__SUPPLIED TEXT__:
****
WASHINGTON, D.C. — Barack Obama and Nelson Mandela are forever linked in history as the first black presidents of each of their countries, inspiring millions in the United States and South Africa.
On Thursday, after Mandela died, a somber Obama paid tribute to the man who inspired the political career of a 19-year-old college student and future president of the United States.
“My very first political action, first thing I ever did that involved an issue or a policy or politics, was a protest against apartheid,” Obama told reporters at the White House. “I would study his words and his writings. And like so many around the globe, I cannot fully imagine my own life without the example that Nelson Mandela set. And so long as I live, I will do what I can to learn from him.”
Late Thursday, Obama signed a proclamation honoring Mandela and ordering that flags at U.S. buildings here and abroad be flown at half-staff until sunset Monday.
In Washington and across the United States, politicians of all stripes honored the 95-year-old Mandela, who led the emancipation of South Africa from white minority rule after 27 years in prison. He died Thursday after a months-long illness.
****
__PROBLEMS TO WORK ON__:
A) In the news article about Obama's tribute to Mandela, what does Obama say was his very first political action?
B) Extend the news article about Obama's tribute to Mandela with a few more paragraphs, picking up after its last sentence.

[Stored data entries]
****
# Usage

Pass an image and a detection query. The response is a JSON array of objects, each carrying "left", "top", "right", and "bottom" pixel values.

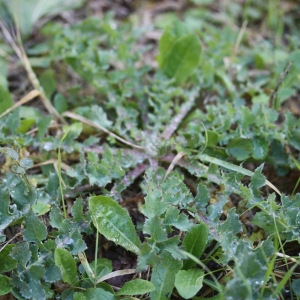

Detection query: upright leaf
[
  {"left": 150, "top": 251, "right": 182, "bottom": 300},
  {"left": 175, "top": 269, "right": 204, "bottom": 299},
  {"left": 24, "top": 210, "right": 47, "bottom": 243},
  {"left": 158, "top": 22, "right": 201, "bottom": 83},
  {"left": 54, "top": 248, "right": 77, "bottom": 285},
  {"left": 182, "top": 224, "right": 208, "bottom": 269},
  {"left": 89, "top": 196, "right": 141, "bottom": 254}
]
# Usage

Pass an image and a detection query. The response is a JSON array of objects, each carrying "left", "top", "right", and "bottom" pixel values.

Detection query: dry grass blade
[
  {"left": 0, "top": 90, "right": 41, "bottom": 119},
  {"left": 0, "top": 17, "right": 66, "bottom": 124},
  {"left": 269, "top": 61, "right": 293, "bottom": 107},
  {"left": 164, "top": 151, "right": 185, "bottom": 180},
  {"left": 29, "top": 159, "right": 72, "bottom": 171},
  {"left": 162, "top": 89, "right": 199, "bottom": 140},
  {"left": 62, "top": 111, "right": 148, "bottom": 150}
]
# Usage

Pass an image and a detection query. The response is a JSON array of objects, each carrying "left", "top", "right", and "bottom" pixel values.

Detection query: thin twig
[{"left": 269, "top": 61, "right": 293, "bottom": 107}]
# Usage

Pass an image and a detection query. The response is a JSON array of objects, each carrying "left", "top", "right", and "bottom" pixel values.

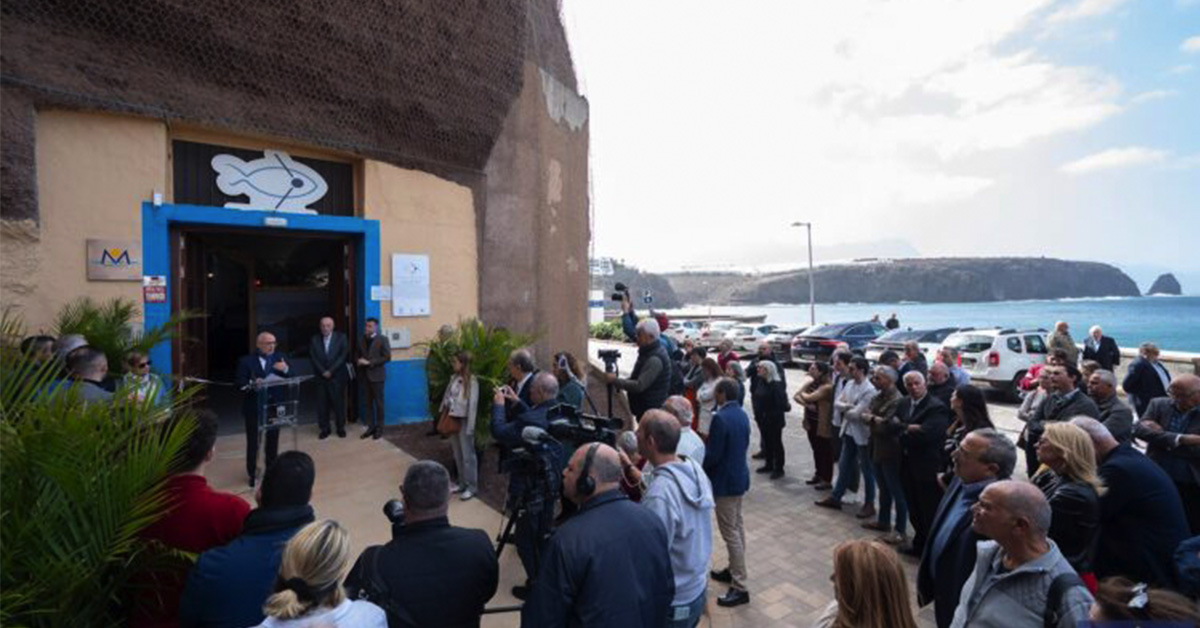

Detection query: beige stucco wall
[
  {"left": 362, "top": 160, "right": 479, "bottom": 358},
  {"left": 0, "top": 110, "right": 167, "bottom": 331}
]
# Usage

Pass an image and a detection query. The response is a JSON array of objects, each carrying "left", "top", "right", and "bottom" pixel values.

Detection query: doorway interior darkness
[{"left": 172, "top": 226, "right": 358, "bottom": 431}]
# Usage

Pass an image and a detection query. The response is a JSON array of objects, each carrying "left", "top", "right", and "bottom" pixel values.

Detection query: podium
[{"left": 250, "top": 375, "right": 312, "bottom": 486}]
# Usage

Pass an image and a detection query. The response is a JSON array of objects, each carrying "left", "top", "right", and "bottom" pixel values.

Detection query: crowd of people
[{"left": 23, "top": 306, "right": 1200, "bottom": 628}]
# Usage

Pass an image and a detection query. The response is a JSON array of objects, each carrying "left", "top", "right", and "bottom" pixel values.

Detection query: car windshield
[
  {"left": 875, "top": 329, "right": 925, "bottom": 342},
  {"left": 804, "top": 325, "right": 846, "bottom": 336},
  {"left": 946, "top": 335, "right": 992, "bottom": 353}
]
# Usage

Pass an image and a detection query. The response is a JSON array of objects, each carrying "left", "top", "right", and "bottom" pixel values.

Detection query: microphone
[{"left": 521, "top": 425, "right": 554, "bottom": 444}]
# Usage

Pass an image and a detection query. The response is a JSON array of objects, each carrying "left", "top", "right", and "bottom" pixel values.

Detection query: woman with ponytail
[{"left": 259, "top": 519, "right": 388, "bottom": 628}]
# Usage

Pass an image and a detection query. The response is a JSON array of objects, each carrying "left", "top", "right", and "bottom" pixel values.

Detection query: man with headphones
[{"left": 521, "top": 443, "right": 674, "bottom": 628}]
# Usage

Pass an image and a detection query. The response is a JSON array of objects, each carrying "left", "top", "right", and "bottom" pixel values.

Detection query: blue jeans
[
  {"left": 666, "top": 591, "right": 708, "bottom": 628},
  {"left": 830, "top": 436, "right": 875, "bottom": 506},
  {"left": 872, "top": 460, "right": 908, "bottom": 534}
]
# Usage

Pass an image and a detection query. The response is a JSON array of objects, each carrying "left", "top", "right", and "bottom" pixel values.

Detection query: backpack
[{"left": 1042, "top": 572, "right": 1087, "bottom": 628}]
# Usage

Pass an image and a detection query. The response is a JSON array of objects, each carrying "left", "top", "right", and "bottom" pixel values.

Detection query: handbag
[{"left": 436, "top": 408, "right": 462, "bottom": 436}]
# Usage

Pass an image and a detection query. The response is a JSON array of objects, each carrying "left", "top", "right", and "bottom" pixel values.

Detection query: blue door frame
[{"left": 142, "top": 203, "right": 428, "bottom": 424}]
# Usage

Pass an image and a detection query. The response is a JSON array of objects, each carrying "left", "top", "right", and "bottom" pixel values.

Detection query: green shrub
[
  {"left": 0, "top": 311, "right": 193, "bottom": 627},
  {"left": 588, "top": 318, "right": 626, "bottom": 340},
  {"left": 421, "top": 318, "right": 534, "bottom": 447}
]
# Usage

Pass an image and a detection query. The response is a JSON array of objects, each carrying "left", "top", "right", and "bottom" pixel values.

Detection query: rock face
[
  {"left": 667, "top": 257, "right": 1139, "bottom": 305},
  {"left": 1146, "top": 273, "right": 1183, "bottom": 294},
  {"left": 592, "top": 263, "right": 684, "bottom": 310}
]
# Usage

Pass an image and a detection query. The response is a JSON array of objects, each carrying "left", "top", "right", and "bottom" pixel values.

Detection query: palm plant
[
  {"left": 0, "top": 311, "right": 193, "bottom": 627},
  {"left": 421, "top": 318, "right": 534, "bottom": 447},
  {"left": 54, "top": 297, "right": 194, "bottom": 373}
]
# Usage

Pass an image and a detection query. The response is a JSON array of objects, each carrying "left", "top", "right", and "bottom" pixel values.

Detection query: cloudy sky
[{"left": 563, "top": 0, "right": 1200, "bottom": 284}]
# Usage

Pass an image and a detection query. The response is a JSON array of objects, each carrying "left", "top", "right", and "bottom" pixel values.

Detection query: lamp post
[{"left": 792, "top": 222, "right": 817, "bottom": 325}]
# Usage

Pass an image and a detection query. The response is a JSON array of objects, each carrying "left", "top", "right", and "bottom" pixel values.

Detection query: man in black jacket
[
  {"left": 308, "top": 316, "right": 350, "bottom": 438},
  {"left": 521, "top": 443, "right": 674, "bottom": 628},
  {"left": 1084, "top": 325, "right": 1121, "bottom": 371},
  {"left": 917, "top": 427, "right": 1016, "bottom": 628},
  {"left": 607, "top": 318, "right": 671, "bottom": 419},
  {"left": 896, "top": 371, "right": 950, "bottom": 557},
  {"left": 1025, "top": 363, "right": 1100, "bottom": 478},
  {"left": 346, "top": 460, "right": 500, "bottom": 628}
]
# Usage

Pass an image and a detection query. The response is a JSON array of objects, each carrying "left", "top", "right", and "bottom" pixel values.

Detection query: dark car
[
  {"left": 863, "top": 327, "right": 972, "bottom": 364},
  {"left": 792, "top": 321, "right": 887, "bottom": 367}
]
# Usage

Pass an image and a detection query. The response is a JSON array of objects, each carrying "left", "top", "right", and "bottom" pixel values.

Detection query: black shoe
[{"left": 716, "top": 588, "right": 750, "bottom": 608}]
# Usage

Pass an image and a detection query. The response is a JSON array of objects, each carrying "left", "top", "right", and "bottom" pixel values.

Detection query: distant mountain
[
  {"left": 1146, "top": 273, "right": 1183, "bottom": 294},
  {"left": 665, "top": 257, "right": 1140, "bottom": 305}
]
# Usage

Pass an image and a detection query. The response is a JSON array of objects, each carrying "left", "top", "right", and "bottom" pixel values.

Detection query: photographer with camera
[
  {"left": 492, "top": 372, "right": 563, "bottom": 599},
  {"left": 346, "top": 460, "right": 500, "bottom": 628},
  {"left": 605, "top": 318, "right": 672, "bottom": 419}
]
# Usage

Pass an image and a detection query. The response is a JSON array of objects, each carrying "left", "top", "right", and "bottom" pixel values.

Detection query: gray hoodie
[{"left": 642, "top": 457, "right": 715, "bottom": 606}]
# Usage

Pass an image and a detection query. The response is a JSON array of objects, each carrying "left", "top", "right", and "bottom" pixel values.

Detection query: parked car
[
  {"left": 696, "top": 321, "right": 738, "bottom": 348},
  {"left": 792, "top": 321, "right": 887, "bottom": 367},
  {"left": 942, "top": 329, "right": 1046, "bottom": 395},
  {"left": 725, "top": 324, "right": 778, "bottom": 351},
  {"left": 863, "top": 327, "right": 973, "bottom": 364},
  {"left": 666, "top": 321, "right": 701, "bottom": 342},
  {"left": 763, "top": 327, "right": 809, "bottom": 366}
]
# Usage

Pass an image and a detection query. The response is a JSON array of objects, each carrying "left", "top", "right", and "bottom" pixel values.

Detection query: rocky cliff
[
  {"left": 666, "top": 257, "right": 1139, "bottom": 305},
  {"left": 1146, "top": 273, "right": 1183, "bottom": 294}
]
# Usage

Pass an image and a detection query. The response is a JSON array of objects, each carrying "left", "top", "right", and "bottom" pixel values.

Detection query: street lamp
[{"left": 792, "top": 222, "right": 817, "bottom": 325}]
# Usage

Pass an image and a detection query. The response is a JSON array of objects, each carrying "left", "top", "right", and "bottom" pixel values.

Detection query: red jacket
[{"left": 130, "top": 473, "right": 250, "bottom": 628}]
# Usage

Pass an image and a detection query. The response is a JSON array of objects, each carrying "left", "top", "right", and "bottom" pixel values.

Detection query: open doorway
[{"left": 172, "top": 226, "right": 358, "bottom": 432}]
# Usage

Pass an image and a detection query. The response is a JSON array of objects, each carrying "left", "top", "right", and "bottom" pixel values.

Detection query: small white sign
[
  {"left": 391, "top": 253, "right": 430, "bottom": 316},
  {"left": 212, "top": 150, "right": 329, "bottom": 214}
]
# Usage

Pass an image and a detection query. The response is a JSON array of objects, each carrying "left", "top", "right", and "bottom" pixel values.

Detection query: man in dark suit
[
  {"left": 308, "top": 316, "right": 350, "bottom": 439},
  {"left": 234, "top": 331, "right": 289, "bottom": 486},
  {"left": 917, "top": 427, "right": 1016, "bottom": 628},
  {"left": 1134, "top": 373, "right": 1200, "bottom": 536},
  {"left": 896, "top": 371, "right": 950, "bottom": 557},
  {"left": 358, "top": 318, "right": 391, "bottom": 441},
  {"left": 1084, "top": 325, "right": 1121, "bottom": 371},
  {"left": 1070, "top": 417, "right": 1188, "bottom": 587},
  {"left": 1121, "top": 342, "right": 1171, "bottom": 417},
  {"left": 703, "top": 377, "right": 750, "bottom": 606}
]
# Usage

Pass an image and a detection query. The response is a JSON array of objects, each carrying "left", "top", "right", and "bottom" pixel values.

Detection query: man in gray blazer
[
  {"left": 358, "top": 318, "right": 391, "bottom": 439},
  {"left": 308, "top": 316, "right": 350, "bottom": 439}
]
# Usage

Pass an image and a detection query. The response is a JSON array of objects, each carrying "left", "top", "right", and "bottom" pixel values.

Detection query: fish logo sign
[{"left": 212, "top": 150, "right": 329, "bottom": 214}]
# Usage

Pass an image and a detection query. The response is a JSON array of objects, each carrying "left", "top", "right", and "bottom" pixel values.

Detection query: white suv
[{"left": 942, "top": 329, "right": 1046, "bottom": 394}]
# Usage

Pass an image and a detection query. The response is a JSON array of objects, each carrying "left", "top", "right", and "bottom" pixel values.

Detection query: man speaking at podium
[{"left": 234, "top": 331, "right": 288, "bottom": 486}]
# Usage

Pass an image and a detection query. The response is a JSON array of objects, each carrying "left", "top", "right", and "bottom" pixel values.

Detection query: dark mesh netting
[{"left": 0, "top": 0, "right": 575, "bottom": 217}]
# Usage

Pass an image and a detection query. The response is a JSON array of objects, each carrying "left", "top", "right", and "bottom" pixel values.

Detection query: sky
[{"left": 563, "top": 0, "right": 1200, "bottom": 285}]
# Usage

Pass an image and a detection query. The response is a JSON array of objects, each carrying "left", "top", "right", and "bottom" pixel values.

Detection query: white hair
[{"left": 637, "top": 318, "right": 662, "bottom": 340}]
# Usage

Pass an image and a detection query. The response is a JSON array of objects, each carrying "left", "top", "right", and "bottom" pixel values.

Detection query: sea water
[{"left": 685, "top": 297, "right": 1200, "bottom": 352}]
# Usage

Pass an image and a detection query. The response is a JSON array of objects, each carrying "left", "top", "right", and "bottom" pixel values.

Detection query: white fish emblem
[{"left": 212, "top": 150, "right": 329, "bottom": 214}]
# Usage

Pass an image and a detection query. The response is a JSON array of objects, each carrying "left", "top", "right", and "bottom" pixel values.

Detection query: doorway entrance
[{"left": 170, "top": 225, "right": 360, "bottom": 432}]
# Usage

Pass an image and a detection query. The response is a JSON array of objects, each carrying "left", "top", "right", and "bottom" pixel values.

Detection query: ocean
[{"left": 685, "top": 297, "right": 1200, "bottom": 353}]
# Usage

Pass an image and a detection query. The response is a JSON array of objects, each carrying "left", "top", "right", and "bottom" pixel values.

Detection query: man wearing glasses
[{"left": 234, "top": 331, "right": 288, "bottom": 486}]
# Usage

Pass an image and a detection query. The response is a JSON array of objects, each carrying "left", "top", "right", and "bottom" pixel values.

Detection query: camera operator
[
  {"left": 606, "top": 318, "right": 672, "bottom": 419},
  {"left": 346, "top": 460, "right": 500, "bottom": 628},
  {"left": 492, "top": 372, "right": 563, "bottom": 599}
]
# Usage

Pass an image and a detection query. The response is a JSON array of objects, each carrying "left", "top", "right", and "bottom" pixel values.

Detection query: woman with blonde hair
[
  {"left": 812, "top": 539, "right": 917, "bottom": 628},
  {"left": 1032, "top": 423, "right": 1104, "bottom": 593},
  {"left": 259, "top": 519, "right": 388, "bottom": 628}
]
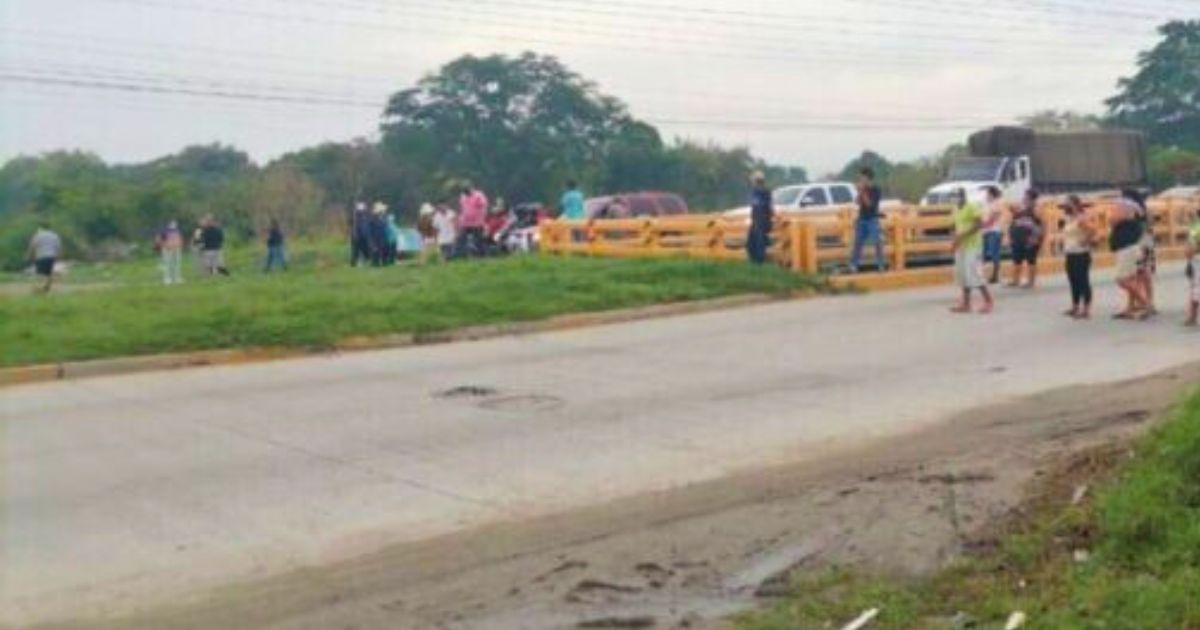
****
__ANSWERS BY ITEM NUMBER__:
A) A protest against apartheid.

B)
Former President George W. Bush, who hosted Mandela at the White House in 2005, called the man affectionately known in his country as “Madiba” as “one of the great forces for freedom and equality of our time.”
His father, former President George H.W. Bush, who in June 1990 became the first U.S. president to welcome Mandela to the White House, said as president he “watched in wonder as Nelson Mandela had the remarkable capacity to forgive his jailers . . . setting a powerful example of redemption and grace for us all.”
Former President Bill Clinton, who tweeted a photograph of himself meeting with Mandela, said the world “has lost one of its most important leaders.”
“We will remember him as a man of uncommon grace and compassion, for whom abandoning bitterness and embracing adversaries was not just a political strategy but a way of life,” he said. “All of us are living in a better world because of the life that Madiba lived.”
House Speaker John Boehner, R-Ohio, called him an “unrelenting voice for democracy” and said that “his ‘long walk to freedom’ showed an enduring faith in God and respect for human dignity. His perseverance in fighting the apartheid system will continue to inspire future generations.”
House Minority Leader Nancy Pelosi, D-Calif. said Mandela “never allowed resentment to drive him away from the path of reconciliation.”
“Nelson Mandela once said that ‘courage was not the absence of fear, but the triumph over it.’” Pelosi said. “His life is the affirmation of this statement: a story of courage, a triumph over fear, a whole-hearted faith in the power, promise, and possibility of the human spirit.”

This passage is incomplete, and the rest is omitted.